[Task goal] Starting from the line containing "Identify the football", write out the rest of the entries exactly, through the final line, including nothing else.

Region pointing data:

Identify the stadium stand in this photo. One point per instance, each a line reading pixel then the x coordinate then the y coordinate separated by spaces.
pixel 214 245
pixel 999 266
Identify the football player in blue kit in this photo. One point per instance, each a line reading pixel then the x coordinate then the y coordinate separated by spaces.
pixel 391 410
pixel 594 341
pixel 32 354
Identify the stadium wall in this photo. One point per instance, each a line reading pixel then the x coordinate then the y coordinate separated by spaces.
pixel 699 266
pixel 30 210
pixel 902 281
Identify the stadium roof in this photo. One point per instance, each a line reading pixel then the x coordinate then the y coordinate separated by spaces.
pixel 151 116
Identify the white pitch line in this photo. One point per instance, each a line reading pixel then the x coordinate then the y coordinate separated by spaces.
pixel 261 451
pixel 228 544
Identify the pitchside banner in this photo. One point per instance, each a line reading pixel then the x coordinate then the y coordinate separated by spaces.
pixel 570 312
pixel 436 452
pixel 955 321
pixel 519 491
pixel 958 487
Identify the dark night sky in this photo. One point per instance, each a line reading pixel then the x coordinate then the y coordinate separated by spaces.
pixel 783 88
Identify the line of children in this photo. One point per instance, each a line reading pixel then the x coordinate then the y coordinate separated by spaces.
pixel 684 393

[Exercise solution]
Identify the football player in blue kit in this photo. One point per instance, each a line reading pixel then the x coordinate then the y coordinate separated by spaces.
pixel 391 410
pixel 594 341
pixel 32 354
Identify the stadium wall in this photo. One point per instance, each a line reading pixel then the x coordinate then the y coordinate separated by spaces.
pixel 699 266
pixel 30 210
pixel 902 281
Identify the stadium roof in this photo. One point per instance, each a line reading pixel then the x coordinate then the y coordinate separated by spaces.
pixel 151 116
Identify the white pitch line in this photo. One point per instance, each a line reading pixel then the x coordinate then the y coordinate separated by spaces.
pixel 261 451
pixel 228 544
Identify the pitchside banner in this photo. One point per instance, each a line reading pixel then the x coordinate then the y coordinate separated by spaces.
pixel 570 312
pixel 436 452
pixel 955 321
pixel 519 491
pixel 958 487
Identify the dark night sky in this photo. One point per instance, each a line reading pixel then the x coordinate then the y coordinate separated by spaces.
pixel 783 88
Identify the line of children in this photo. One point per instance, each a line reading pixel then the x coordinate then the y coordinate separated by spaces.
pixel 684 393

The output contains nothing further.